- ЗАДАНИЕ И ТРЕБОВАНИЯ
Продолжите воспоминания о сборах в Академии и встречах с иностранными лётчиками, начав сразу после последнего предложения.

─── ТЕКСТ ОТРЫВКА ───

24. Про братьев на век и про шпиона Пауэрса

Михаил Николаевич Романика
По возвращении со сборов я в официальных лекциях и неофициальных беседах много рассказывал о новинках авиации и вообще обо всем новом, услышанном мною в Академии. А рассказывать было о чем.
 
Во время сборов нам приходилось встречаться с летчиками стран социализма. Они все, как правило, летали на наших самолетах. Относились к нам доброжелательно, особенно китайцы и кубинцы. Китайцы в нас души не чаяли. В любом подвернувшемся случае китайцы высказывали нам слова благодарности за бескорыстную помощь Советского Союза. Много рассказывали о себе, о своей стране, об урожаях.

Китайцы все были в больших воинских званиях, но честь русскому всегда отдавали первыми. Они поднимали руку к головному убору издалека, превышая расстояние, предусмотренное Уставом в разделе отдания воинской чести.
 
Но за время очередных сборов мы наблюдали, как вредная идеология их «кормчего» Мао, меняла китайских летчиков. Всех офицеров китайцев вызвали на инструктаж в посольство. На семинарах по марксистско-ленинской подготовке они твердили наизусть пункты из Мао. Мы замечали, как менялись к нам их отношения.

Мне как-то довелось после игры в волейбол мыться в дУше с одним китайским офицером. Я предложил ему навести нормальные взаимоотношения и потереть друг другу спины, на что он охотно согласился. Я понял, что в душЕ он остался за продолжение дружественных отношений с нами, но вынужден подчиняться политике Мао, которая целенаправленно разрушала наши отношения.

Позже мне пришлось быть очевидцем такой ситуации. Опытный лектор из ЦК читал лекцию о международном положении. И когда он начал освещать советско-китайские отношения, то присутствовавшие китайские офицеры демонстративно, чеканным строевым шагом, не спеша, двинулись на выход и покинули зал.
Через 2-3 минуты также демонстративно, к большому нашему удивлению, покинули зал офицеры Демократической Корейской республики. Эти офицеры участвовали вместе с нашими летчиками в боевых действиях 1950-52 годов против военных летчиков США, воевавших на стороне Южной Кореи.
Но мы удивились еще больше, когда через 2-3 минуты вслед за корейцами покинули зал и офицеры из Демократического Вьетнама. Они прибыли в Академию прямо с боев, так как у них шла ожесточенная война. Весь мир знал о нашей бескорыстной помощи воюющему Вьетнаму. Мы очень уважали этих низкорослых вьетнамских летчиков.

─── ИСХОДНЫЕ МАТЕРИАЛЫ ───

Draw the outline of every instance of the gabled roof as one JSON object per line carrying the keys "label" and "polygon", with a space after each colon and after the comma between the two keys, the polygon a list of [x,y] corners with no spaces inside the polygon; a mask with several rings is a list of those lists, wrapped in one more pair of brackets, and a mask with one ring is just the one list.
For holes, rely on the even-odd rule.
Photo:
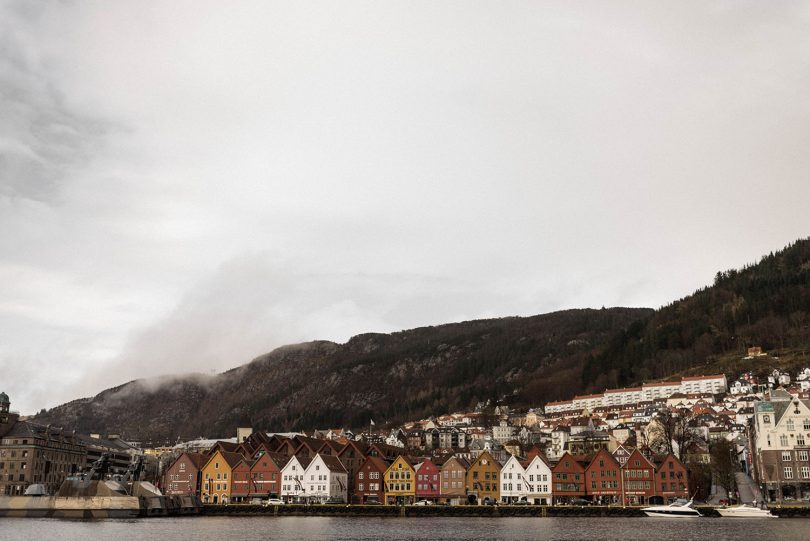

───

- ОТВЕТ НА ЗАДАНИЕ
Факт солидарности корейце и вьетнамцев с китайцами был на лицо. У нас несколько переменилось после этого отношение к ним.

Вскоре китайские руководители начали воспевать превосходство желтой расы над всеми остальными. Теория китайцев сводилась примерно к следующему: черный человек — богом перепеченный, поэтому неполноценный; белый — совсем недопеченный и тем более неполноценный; а желтый является идеальным, как своевременно вынутый из печки хлеб. Поэтому он должен господствовать и управлять черными и белыми людьми.
Что тут добавишь? В те годы расцвел великодержавный китайский шовинизм, и вскоре они стали считать нашу страну и США странами-гегемонами и главными своими врагами…


После приезда в ноябре 1960 года на первые сборы мы были чрезмерно удивлены тому, что наши ряды сильно поредели. Классных отделений стало меньше, и те были малочисленными. Сокращения коснулись и Академии.
Нам в который раз объяснили, что наши взгляды на применение в современных условиях авиации близорукие, что главное — это ракеты. Обучаясь дальше в Академии, мы начали замечать наше отставание в авиационной технике от авиационной техники вероятного противника.

Если в 1950-52 годах на войне в Корее наш МиГ-15 превосходил на вертикалях американский «Сейбр» (F-86), то теперь все менялось. Преподаватели, которые в основном были участниками ВОВ и имели на своем счету сбитые вражеские самолеты, об этом знали. Примером этому была резолюция на моей курсовой работе.
Выполняя курсовую работу, я в вводной главе похвалил нашу авиацию, написал, касаясь авиации, в сталинском духе, мол, мы всемогущи и всесильны и на всякий яд вероятного противника у нас есть противоядие. Полковник-преподаватель тактики авиации ИА ПВО страны перечеркнул мою хвальбу и написал: «О, если б это было так».
Это была смелая правдивая резолюция. Как показало будущее, мы об этот сказали открыто и начали наверстывать упущенное.


Поездка на сборы в Академию была еще замечательна тем, что была возможность бывать в Москве, посетить музеи, театры, магазины (выполнить семейные заказы).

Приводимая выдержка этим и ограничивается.